*Exercise*: Transcribe every line of the records verbatim.

(Items from a dataset)
--- START ---

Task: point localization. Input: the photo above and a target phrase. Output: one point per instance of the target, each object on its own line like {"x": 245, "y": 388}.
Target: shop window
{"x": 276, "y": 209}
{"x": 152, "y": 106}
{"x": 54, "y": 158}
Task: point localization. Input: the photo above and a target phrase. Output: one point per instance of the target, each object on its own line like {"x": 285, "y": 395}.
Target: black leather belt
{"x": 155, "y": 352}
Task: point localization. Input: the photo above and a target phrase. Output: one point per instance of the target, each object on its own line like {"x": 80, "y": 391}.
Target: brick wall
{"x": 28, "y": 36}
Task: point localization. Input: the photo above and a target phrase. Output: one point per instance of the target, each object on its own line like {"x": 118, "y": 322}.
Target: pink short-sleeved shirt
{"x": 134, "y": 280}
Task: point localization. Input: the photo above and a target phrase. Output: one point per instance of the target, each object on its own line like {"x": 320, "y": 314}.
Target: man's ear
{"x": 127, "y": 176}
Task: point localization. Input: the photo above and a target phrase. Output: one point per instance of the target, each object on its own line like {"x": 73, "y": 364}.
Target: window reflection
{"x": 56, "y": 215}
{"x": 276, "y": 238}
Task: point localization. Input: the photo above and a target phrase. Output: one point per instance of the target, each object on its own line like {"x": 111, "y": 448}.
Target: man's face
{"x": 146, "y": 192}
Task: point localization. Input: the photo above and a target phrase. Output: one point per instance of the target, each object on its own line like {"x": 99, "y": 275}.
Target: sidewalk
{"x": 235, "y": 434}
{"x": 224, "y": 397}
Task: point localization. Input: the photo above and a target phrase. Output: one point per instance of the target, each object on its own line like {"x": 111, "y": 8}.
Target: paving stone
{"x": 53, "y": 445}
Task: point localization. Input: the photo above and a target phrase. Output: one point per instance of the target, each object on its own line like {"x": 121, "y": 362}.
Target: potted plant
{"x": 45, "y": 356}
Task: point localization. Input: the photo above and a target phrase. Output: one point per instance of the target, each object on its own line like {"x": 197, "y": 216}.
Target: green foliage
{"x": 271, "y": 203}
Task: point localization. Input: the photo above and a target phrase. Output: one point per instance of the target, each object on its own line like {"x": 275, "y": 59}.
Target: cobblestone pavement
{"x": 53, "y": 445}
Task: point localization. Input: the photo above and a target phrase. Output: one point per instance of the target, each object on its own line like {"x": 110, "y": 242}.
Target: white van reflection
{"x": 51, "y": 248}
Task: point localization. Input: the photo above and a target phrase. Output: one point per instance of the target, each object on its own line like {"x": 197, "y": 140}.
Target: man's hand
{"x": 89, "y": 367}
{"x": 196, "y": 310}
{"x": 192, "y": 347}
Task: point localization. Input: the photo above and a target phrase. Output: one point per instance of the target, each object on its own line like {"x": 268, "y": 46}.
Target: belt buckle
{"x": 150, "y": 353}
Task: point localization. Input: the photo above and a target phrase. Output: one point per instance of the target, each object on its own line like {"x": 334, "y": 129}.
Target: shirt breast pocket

--- END ---

*Full solution*:
Task: point localization. Input: the photo above and a target phrase. Output: one point per instance of the target, each object on its own line like {"x": 245, "y": 388}.
Target: shop window
{"x": 276, "y": 209}
{"x": 152, "y": 106}
{"x": 54, "y": 158}
Task: point localization. Input: the photo above and a target phrase. Output: one point per instance of the target, each object on its own line like {"x": 285, "y": 395}.
Target: black leather belt
{"x": 155, "y": 352}
Task: point localization. Input: the photo above and a target phrase. Output: one point per instance of the target, each object on its own line like {"x": 80, "y": 391}.
Target: brick wall
{"x": 28, "y": 36}
Task: point localization. Input: the photo above and a target phrase. Output: one point per instance of the target, each object on its own line like {"x": 118, "y": 322}.
Target: pink short-sleeved shirt
{"x": 134, "y": 280}
Task: point localization. Input: the photo above and a target phrase. Output: one point per instance of the target, each object on its own line like {"x": 320, "y": 314}.
Target: man's ear
{"x": 127, "y": 176}
Task: point localization. Input: the photo above and a target phrase. Output: one point per instance of the target, each object on its own line like {"x": 73, "y": 364}.
Target: window reflection
{"x": 56, "y": 215}
{"x": 276, "y": 238}
Task: point localization. Input: the photo above and a target phrase. Output: one point per instance of the target, each object on its own line like {"x": 111, "y": 448}.
Target: man's face
{"x": 146, "y": 192}
Task: point localization. Input: the photo above and a target phrase. Output: one point per instance of the target, each object on its own line like {"x": 99, "y": 275}.
Target: sidewalk
{"x": 235, "y": 434}
{"x": 224, "y": 397}
Task: point localization. Input: the photo above and a target phrase. Output: one point per instance of the target, each object on its own line like {"x": 111, "y": 8}.
Target: paving stone
{"x": 53, "y": 445}
Task: point localization. Input: the photo above and a target phrase. Output: one point per instance of the target, each object on its own line like {"x": 121, "y": 362}.
Target: potted plant
{"x": 45, "y": 356}
Task: point localization. Input: the photo above and a target phrase. Output: one point per instance of the target, each object on its own line like {"x": 197, "y": 216}.
Target: green foliage
{"x": 271, "y": 203}
Task: point localization. Input: the photo above and a target phrase. Output: one point per instance of the target, each object on its own line like {"x": 275, "y": 59}.
Target: cobblestone pavement
{"x": 53, "y": 445}
Task: point localization. Input: the photo above and a target phrase. Output: one point per instance of the target, each object on its own line like {"x": 110, "y": 242}.
Target: white van reflection
{"x": 51, "y": 248}
Task: point localization. Input: the photo above and a target phrase. Output: one point per instance of the target, each object on its own line like {"x": 197, "y": 140}.
Target: man's hand
{"x": 89, "y": 367}
{"x": 196, "y": 310}
{"x": 192, "y": 347}
Task: point localization. Input: the photo above and a target phrase. Output: one point per instance of the target, each object on its own line like {"x": 268, "y": 46}.
Target: belt buckle
{"x": 150, "y": 353}
Task: point localization. Input: the photo above and a target phrase. Output: one point per instance of the target, each object on its own line like {"x": 334, "y": 129}.
Target: shirt breast pocket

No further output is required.